◆ **Brief**
Take the entries that follow and write each one out exactly.

Stored items from a collection
════════

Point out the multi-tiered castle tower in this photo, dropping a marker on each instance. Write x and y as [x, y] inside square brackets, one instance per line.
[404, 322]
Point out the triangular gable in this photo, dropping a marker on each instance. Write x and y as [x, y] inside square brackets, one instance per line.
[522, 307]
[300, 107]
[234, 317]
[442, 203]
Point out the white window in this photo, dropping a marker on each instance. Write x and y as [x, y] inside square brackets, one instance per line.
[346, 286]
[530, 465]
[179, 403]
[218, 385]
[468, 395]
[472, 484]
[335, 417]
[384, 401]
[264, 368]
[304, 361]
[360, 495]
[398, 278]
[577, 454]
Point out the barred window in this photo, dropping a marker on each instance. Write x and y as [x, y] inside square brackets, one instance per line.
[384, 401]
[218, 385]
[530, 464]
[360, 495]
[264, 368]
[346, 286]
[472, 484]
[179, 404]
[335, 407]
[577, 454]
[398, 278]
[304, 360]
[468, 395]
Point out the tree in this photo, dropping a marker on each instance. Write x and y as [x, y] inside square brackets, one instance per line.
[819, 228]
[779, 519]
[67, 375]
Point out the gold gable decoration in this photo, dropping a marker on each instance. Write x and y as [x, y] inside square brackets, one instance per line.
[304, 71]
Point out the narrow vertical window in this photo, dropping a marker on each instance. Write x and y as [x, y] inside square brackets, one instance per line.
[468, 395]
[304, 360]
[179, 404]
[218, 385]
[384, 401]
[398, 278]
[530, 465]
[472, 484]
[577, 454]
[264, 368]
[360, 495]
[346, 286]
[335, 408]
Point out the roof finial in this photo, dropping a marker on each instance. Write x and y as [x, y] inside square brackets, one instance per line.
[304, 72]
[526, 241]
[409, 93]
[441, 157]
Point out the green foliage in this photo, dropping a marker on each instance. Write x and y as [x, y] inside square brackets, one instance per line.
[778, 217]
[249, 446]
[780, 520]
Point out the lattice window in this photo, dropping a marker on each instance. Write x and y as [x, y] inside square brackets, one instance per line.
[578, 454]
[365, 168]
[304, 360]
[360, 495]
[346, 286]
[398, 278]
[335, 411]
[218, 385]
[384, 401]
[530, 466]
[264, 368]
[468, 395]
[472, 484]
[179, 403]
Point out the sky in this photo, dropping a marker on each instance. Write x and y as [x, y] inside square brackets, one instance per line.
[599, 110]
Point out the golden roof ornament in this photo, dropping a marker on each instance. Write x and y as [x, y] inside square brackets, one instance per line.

════════

◆ **Solution to this problem**
Point out the multi-tiered castle tower in this photo, dropping a marker on each instance. Write x and y as [x, y] inside square brackets, one instance per line.
[404, 322]
Point out the triangular gable in this photo, dropping a marker on each instance. Write x and y as [x, y] inside square brackets, one instance per line.
[522, 307]
[300, 107]
[234, 317]
[442, 203]
Point out the white window in this photo, dropping a marker on each instance. Write x and y as [x, y] inside square brackets, one instance per line.
[346, 286]
[530, 465]
[179, 403]
[218, 385]
[468, 395]
[472, 484]
[335, 417]
[384, 401]
[264, 368]
[304, 361]
[360, 495]
[398, 278]
[577, 454]
Point out the barred window in this photo, dropping a marker on each instance. Write x and y as [x, y] inside square brackets, one instance per line.
[384, 401]
[218, 385]
[530, 464]
[360, 495]
[264, 368]
[346, 286]
[472, 484]
[179, 404]
[335, 407]
[577, 454]
[398, 278]
[304, 360]
[468, 395]
Point out the tree in this photo, dropping a marker on each instance. Write x and y as [x, y] inside square brackets, one instance per line.
[819, 228]
[779, 519]
[67, 375]
Point out the gold gable decoration in this photo, dropping a marker on each instance. Write x and y as [x, y] inside square brackets, one instance per line.
[304, 71]
Point out the narrow vertical window in this photo, dropping a marker on each instance. Write x and y as [x, y] inside square brackets, one instance per line.
[468, 395]
[304, 360]
[179, 404]
[218, 385]
[384, 401]
[398, 278]
[530, 465]
[472, 484]
[577, 454]
[264, 368]
[360, 495]
[346, 286]
[335, 408]
Point out the roof finial in this photo, dropping a marker on each instance. Write x and y as [x, y] inside square brackets, one instance per line.
[304, 72]
[526, 241]
[409, 93]
[441, 157]
Point out the green foliage in this photo, dropping a marker on each instance. Write x and y as [x, y] inside square brackets, one instance per line.
[778, 217]
[249, 446]
[780, 520]
Point out the lattice window in this photo, dropping a marker on each instance. Write x and y as [x, y] inside square brackets, one instance per line.
[578, 454]
[365, 168]
[304, 360]
[360, 495]
[346, 286]
[398, 278]
[335, 411]
[218, 385]
[384, 401]
[530, 466]
[264, 368]
[468, 395]
[472, 484]
[179, 403]
Point out the sky in this photo, dropping a marker on each instance. Write x and y as [x, y] inside square brackets, one instance per line.
[599, 110]
Point out the golden roof ornament in this photo, dropping a marker on each instance. Write x and y as [x, y] inside square brackets, one instance per line.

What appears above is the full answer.